TEXTO PROPORCIONADO:
● ● ● ● ●

Por muchos años la Lupita Ferrer que aún llevo dentro me impulsaba a encontrar amor en hombres sumidos en un eterno estado de stand-by. Mi homofobia interna me llevaba a entablar relaciones amorosas que rehusaban terminar con un simple «no eres tú, soy yo». Hoy, entrenado en economía y apaleado por la vida, el mareo de recordar esas relaciones con guiones de Delia Fiallo me hace establecer conexiones desordenadas con el complejo mapa político latinoamericano. Es cierto, los parlamentos enunciados durante esos amores veinteañeros están arrejuntados como hojas secas al final de la calle y es difícil descifrar dónde comienza uno y dónde termina el otro. Al mismo tiempo, la cicatriz es clara.

Los mejores parlamentos del Padre Damián venían después de la venida. Talvez sus monólogos poscoitales eren influenciados por el intenso placer que le producía el doloroso caparazón inmovible que envolvía su glande, o quizá se inspiraban por los llantos de culpa que le producía cada orgasmo y que solo podían ser callados con una plegaria donde cada palabra era alargada en una combinación cremosa de latín y gaélico irlandés.

● ● ● ● ●

INFORMACIÓN PROPORCIONADA:
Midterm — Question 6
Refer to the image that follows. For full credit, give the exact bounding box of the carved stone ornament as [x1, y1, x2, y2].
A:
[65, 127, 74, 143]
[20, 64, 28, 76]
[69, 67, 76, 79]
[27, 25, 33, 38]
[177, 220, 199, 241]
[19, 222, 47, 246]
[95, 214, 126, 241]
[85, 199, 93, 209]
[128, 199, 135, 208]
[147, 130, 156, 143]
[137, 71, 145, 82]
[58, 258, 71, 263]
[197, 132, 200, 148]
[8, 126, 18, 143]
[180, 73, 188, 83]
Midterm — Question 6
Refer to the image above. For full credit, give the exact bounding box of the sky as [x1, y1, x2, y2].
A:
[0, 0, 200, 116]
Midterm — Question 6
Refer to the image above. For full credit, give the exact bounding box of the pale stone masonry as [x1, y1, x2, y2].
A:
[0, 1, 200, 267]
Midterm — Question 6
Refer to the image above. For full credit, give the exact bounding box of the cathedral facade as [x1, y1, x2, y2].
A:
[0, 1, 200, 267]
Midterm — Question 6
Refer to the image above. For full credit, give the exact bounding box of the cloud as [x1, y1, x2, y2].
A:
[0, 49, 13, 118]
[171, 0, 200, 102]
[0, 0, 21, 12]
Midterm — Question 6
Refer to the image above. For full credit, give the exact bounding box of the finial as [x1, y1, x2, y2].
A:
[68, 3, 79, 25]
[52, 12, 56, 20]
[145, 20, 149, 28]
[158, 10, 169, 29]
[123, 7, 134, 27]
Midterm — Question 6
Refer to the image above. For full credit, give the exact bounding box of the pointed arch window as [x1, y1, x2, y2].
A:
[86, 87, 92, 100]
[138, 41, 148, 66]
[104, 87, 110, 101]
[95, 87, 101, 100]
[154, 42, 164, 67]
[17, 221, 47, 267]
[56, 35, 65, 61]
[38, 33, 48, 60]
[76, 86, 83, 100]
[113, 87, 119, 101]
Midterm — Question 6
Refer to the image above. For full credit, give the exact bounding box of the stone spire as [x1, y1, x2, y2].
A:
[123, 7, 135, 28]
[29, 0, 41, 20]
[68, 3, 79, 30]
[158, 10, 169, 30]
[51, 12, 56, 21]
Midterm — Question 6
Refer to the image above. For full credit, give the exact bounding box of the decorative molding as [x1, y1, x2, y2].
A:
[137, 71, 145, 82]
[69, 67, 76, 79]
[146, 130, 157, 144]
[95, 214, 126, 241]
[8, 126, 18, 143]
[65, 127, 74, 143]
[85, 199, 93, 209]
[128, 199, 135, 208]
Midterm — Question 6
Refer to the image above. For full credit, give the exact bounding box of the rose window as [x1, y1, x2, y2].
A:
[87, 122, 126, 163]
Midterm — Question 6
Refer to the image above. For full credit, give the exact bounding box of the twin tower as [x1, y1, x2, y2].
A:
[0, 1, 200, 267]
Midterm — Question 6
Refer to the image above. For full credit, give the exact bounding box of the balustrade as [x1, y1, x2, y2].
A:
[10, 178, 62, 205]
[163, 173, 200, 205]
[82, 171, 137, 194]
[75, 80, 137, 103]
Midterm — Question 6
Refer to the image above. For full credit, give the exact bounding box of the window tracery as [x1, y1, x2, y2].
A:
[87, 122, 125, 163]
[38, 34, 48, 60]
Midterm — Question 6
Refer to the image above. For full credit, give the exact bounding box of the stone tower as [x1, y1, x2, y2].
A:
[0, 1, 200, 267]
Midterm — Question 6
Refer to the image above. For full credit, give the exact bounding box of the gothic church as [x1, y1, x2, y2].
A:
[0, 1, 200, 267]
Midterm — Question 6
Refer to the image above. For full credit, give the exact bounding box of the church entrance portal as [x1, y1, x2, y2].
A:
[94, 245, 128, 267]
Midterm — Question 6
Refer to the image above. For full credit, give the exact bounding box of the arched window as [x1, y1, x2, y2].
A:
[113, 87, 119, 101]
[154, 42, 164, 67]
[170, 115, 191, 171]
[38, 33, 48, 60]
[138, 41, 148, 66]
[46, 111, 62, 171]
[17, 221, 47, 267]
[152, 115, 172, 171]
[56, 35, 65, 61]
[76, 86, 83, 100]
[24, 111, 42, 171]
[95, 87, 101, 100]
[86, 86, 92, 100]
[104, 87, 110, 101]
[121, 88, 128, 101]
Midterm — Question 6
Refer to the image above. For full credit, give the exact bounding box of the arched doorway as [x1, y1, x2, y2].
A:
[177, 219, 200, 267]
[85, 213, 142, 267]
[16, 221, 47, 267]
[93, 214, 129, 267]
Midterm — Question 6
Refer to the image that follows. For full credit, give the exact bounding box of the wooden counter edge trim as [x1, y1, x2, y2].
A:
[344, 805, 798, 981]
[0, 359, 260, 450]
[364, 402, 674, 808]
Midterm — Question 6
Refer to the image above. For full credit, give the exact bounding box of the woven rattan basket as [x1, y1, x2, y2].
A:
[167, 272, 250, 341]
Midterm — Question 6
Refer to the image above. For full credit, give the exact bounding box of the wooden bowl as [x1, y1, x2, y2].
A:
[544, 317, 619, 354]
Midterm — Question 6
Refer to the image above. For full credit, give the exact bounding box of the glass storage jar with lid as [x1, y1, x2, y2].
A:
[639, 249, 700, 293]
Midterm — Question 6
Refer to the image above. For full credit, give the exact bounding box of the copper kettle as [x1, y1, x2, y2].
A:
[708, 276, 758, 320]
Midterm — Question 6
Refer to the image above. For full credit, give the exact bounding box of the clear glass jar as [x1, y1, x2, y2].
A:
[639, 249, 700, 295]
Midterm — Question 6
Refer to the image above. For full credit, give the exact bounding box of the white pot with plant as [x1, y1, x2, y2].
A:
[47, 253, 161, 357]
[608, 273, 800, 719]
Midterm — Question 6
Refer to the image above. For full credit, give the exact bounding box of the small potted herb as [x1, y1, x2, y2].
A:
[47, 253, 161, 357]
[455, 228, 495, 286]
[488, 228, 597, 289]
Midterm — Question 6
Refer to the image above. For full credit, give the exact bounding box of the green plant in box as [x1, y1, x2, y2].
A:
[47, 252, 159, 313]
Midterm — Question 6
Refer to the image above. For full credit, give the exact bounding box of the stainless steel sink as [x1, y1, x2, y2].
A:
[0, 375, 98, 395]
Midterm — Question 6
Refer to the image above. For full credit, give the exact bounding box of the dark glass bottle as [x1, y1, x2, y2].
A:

● ● ● ● ●

PROBLEMA 1:
Enumera todas las personas que el texto menciona por su nombre.
PROBLEMA 2:
Reproduce al pie de la letra el fragmento del texto que va desde "Por muchos años" hasta "cicatriz es clara.".
No hace falta consultar el material.

RESULTADO 1:
Lupita Ferrer, Delia Fiallo y el Padre Damián.

RESULTADO 2:
Por muchos años la Lupita Ferrer que aún llevo dentro me impulsaba a encontrar amor en hombres sumidos en un eterno estado de stand-by. Mi homofobia interna me llevaba a entablar relaciones amorosas que rehusaban terminar con un simple «no eres tú, soy yo». Hoy, entrenado en economía y apaleado por la vida, el mareo de recordar esas relaciones con guiones de Delia Fiallo me hace establecer conexiones desordenadas con el complejo mapa político latinoamericano. Es cierto, los parlamentos enunciados durante esos amores veinteañeros están arrejuntados como hojas secas al final de la calle y es difícil descifrar dónde comienza uno y dónde termina el otro. Al mismo tiempo, la cicatriz es clara.